[Exercise passage]:

------------------------

When radiation treatments are finally over the assistants expect you to ring a bell they have in the hallway as a celebration. Freedom, celebration, it's over! --- or something like that. Except just like with the end of chemo I didn't feel great about it. I grabbed the rope and hit it against the side once and it was lame. I can't think of a better word. It was lame and thinking about it now I kind of regret not just going ham on it. I just sort of rang it once and walked out and didn't look back.
Cancer is an emotional roller coaster that sometimes stops in the middle because of technical difficulties.
You get to sit there without an explanation as to why it's not on its way up anymore.
Just like Disneyland...or I guess LizzyLand or whatever (see this didn't have to be all that dark that's funny haaaa)...but there aren't any employees to tell you anyways so you're sort of just hoping that it'll start back up again sometime soon.
And then sometimes there is no roller coaster at all because you just remember it like a bad dream now that you didn't get to wake up from until recently.
You tell yourself that nightmares are silly and that they aren't real...
And maybe, if you try and go back to sleep, you'll have a better dream this time.

Saturday, February 20, 2016

But wait! There's more! (There's more?!)

  No one talks about what happens during chemotherapy aside from the hair loss and nausea. Maybe the weakness--just not in depth.
  I pushed away a lot of people who cared about me because I was either too weak to deal with anyone being around and/or because I had fallen so deep into a dark place that I didn't have enough of me left to care about what was happening around me. I wish I had learned earlier that I would lose many people I now wish I hadn't. I was selfish and sick and still believe there's no excuse for it. I didn't surround myself with all the right people. If you're reading this, I'm sure you know who you are, I'm so, so sorry from the very bottom of my heart. I will always love and appreciate you more than you know.
  Now of course, along with all the emotional turmoil came the physical limitations, set backs, and side effects.
  No one told me that I would be so weak that I couldn't stand up for ten minutes at a time or hold a notebook that weighs less than a pound without shaking and feeling faint. I still have trouble standing up for long periods of time and I do still get worn out pretty easily.
  No one told me that I would lose the ability to taste my food making eating just another thing I had to do to get through the day. Do you know how utterly frustrating it is to bite into a grilled cheese sandwich and have it NOT taste like the cheesy goodness you know all too well?
  No one told me that eventually I would get so sick that doctors would be afraid to let me eat anything that came from the ground for fear of me getting e.coli or something worse. Salads, fruits, vegetables--all of these were out of the question. I never thought I'd say I missed eating salad. I had to get neupogen shots (they would help my body make white blood cells / prevent infection) and they hurt so much that I would sit there literally saying OUCH WOW THAT HURTS WOW out loud until the nurse was done. I was a 20 year old baby and no one likes shots but I'm not exaggerating when I say that a neupogen shot hurts like absolute hell.
  No one told me I would start to lose the feeling in my fingers then my hands and slowly my feet because of the chemicals from the chemotherapy. Nobody told me that was really bad either so I let it go on until I almost lost the feeling in my hands forever. They told me "the feeling might come back in a few months if it does at all." My handwriting looked like absolute shit for a while because I couldn't even get a good enough grip on a pencil to write the way I wanted to. I was supposed to return to school in the fall with seven year old handwriting. Fuck.

------------------------

[Record extracts]:
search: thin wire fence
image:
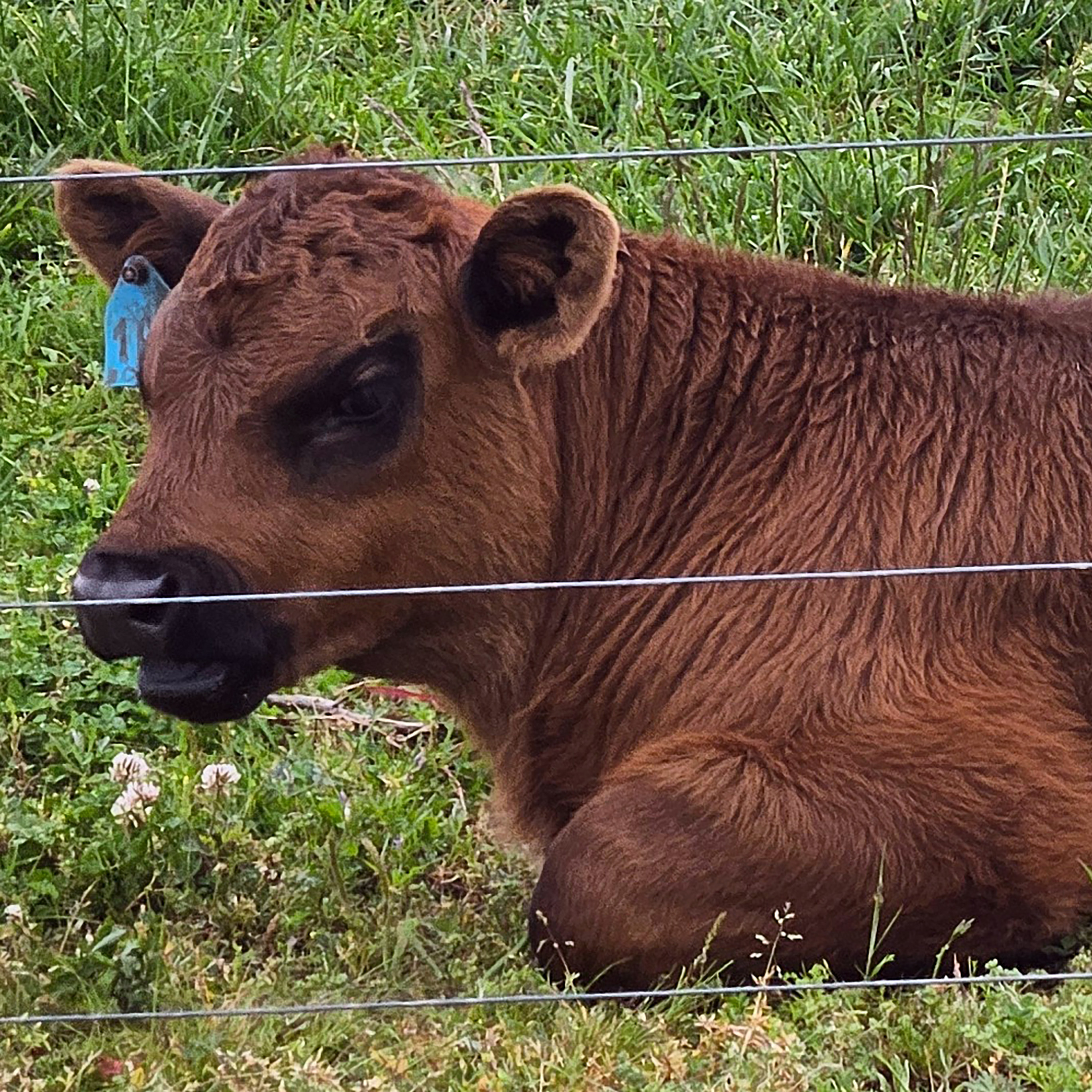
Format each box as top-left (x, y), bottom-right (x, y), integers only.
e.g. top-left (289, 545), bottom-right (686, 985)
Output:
top-left (6, 122), bottom-right (1092, 1027)
top-left (6, 971), bottom-right (1092, 1027)
top-left (6, 129), bottom-right (1092, 186)
top-left (6, 561), bottom-right (1092, 611)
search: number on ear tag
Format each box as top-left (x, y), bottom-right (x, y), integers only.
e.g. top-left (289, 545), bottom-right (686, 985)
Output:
top-left (103, 254), bottom-right (170, 387)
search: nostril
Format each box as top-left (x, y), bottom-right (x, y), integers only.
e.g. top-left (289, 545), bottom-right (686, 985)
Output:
top-left (129, 575), bottom-right (178, 629)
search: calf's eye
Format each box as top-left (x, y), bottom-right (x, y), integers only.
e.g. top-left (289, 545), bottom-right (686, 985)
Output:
top-left (334, 383), bottom-right (394, 425)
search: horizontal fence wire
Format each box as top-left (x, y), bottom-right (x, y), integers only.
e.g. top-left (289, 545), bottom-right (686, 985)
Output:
top-left (0, 130), bottom-right (1092, 1027)
top-left (6, 129), bottom-right (1092, 186)
top-left (6, 971), bottom-right (1092, 1027)
top-left (8, 561), bottom-right (1092, 611)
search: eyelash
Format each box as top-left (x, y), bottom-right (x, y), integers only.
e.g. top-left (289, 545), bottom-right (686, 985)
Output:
top-left (330, 380), bottom-right (395, 425)
top-left (271, 334), bottom-right (422, 485)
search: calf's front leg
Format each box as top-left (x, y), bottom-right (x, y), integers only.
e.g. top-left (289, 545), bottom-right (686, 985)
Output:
top-left (528, 720), bottom-right (1092, 989)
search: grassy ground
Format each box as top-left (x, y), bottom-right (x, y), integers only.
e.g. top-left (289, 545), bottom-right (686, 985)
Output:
top-left (6, 0), bottom-right (1092, 1092)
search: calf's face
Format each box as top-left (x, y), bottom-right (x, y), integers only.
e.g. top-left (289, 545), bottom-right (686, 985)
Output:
top-left (56, 151), bottom-right (618, 722)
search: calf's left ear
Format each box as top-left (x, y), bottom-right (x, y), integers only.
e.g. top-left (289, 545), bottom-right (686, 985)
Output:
top-left (53, 159), bottom-right (224, 287)
top-left (463, 186), bottom-right (618, 368)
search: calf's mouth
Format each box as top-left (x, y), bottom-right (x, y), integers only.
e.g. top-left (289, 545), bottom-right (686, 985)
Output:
top-left (72, 547), bottom-right (291, 724)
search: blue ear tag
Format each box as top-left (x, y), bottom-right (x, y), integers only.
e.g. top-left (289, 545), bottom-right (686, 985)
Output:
top-left (103, 254), bottom-right (170, 387)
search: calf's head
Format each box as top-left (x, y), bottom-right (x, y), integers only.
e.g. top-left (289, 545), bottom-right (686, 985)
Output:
top-left (56, 151), bottom-right (618, 721)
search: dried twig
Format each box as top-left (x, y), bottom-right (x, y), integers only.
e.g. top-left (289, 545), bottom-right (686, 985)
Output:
top-left (459, 80), bottom-right (505, 201)
top-left (265, 693), bottom-right (375, 729)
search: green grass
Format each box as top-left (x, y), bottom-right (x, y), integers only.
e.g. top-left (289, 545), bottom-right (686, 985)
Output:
top-left (6, 0), bottom-right (1092, 1092)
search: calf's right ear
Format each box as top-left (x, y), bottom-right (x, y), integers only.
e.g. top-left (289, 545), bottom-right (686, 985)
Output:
top-left (53, 159), bottom-right (225, 287)
top-left (463, 186), bottom-right (619, 368)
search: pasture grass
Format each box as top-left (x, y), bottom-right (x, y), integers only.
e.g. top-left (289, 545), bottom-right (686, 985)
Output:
top-left (0, 0), bottom-right (1092, 1092)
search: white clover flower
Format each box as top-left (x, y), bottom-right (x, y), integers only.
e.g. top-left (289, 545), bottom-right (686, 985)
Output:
top-left (110, 751), bottom-right (152, 785)
top-left (110, 781), bottom-right (159, 827)
top-left (201, 762), bottom-right (239, 796)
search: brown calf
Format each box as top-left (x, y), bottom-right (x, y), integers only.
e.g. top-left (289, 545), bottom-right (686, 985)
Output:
top-left (57, 151), bottom-right (1092, 986)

------------------------

[To do]:
[a] Answer these about the passage on cancer treatment:
(i) How many times did the writer hit the bell when radiation treatments ended?
(ii) According to the passage, what did the neupogen shots help the body do?
(iii) What sandwich is named as not tasting the way it should?
[b] Quote everything in the passage on cancer treatment from "I pushed away" down to "and side effects.".
[c] Keep writing the passage on cancer treatment, picking up right after its last sentence.

[Expected results]:
[a]
(i) Once.
(ii) Make white blood cells and prevent infection.
(iii) A grilled cheese sandwich.

[b]
I pushed away a lot of people who cared about me because I was either too weak to deal with anyone being around and/or because I had fallen so deep into a dark place that I didn't have enough of me left to care about what was happening around me. I wish I had learned earlier that I would lose many people I now wish I hadn't. I was selfish and sick and still believe there's no excuse for it. I didn't surround myself with all the right people. If you're reading this, I'm sure you know who you are, I'm so, so sorry from the very bottom of my heart. I will always love and appreciate you more than you know.
  Now of course, along with all the emotional turmoil came the physical limitations, set backs, and side effects.

[c]
  There were times where my friends would visit me but after sitting up IN BED for fifteen minutes (Yes, you read that correctly. A whopping 15 minutes) I would be so worn out that I had to ask them to leave. Can you imagine having to do that?
  Lastly, nobody told me that there would be a pain so indescribable that I would feel completely helpless. MY BONES HURT. Everything just hurt. Massages barely helped but I sat through a few of them even for a moment of relief. I was desperate to find something to make me feel like I didn't just want to give up and die so it would all go away and I knew that there were so many people going through so much worse than I was.
  I sit here thinking that if my cancer comes back or if I have to deal with another one because of the radiation treatment I got (there are risks now for me such as thyroid cancer, lung cancer, breast cancer...) or just because breathing air, living your life, or eating McDonald's french fries (I will never stop. Their fries are gold.) gives you cancer that I will not be able to sit through more intensive treatment and that is a scary thought. There were times where I would find myself crying into a friend's shoulder saying "I can't do this anymore!!! I don't want to do this anymore!!!" but knew that there was only so much left to go and at least I wasn't given an amount of days I had left to live.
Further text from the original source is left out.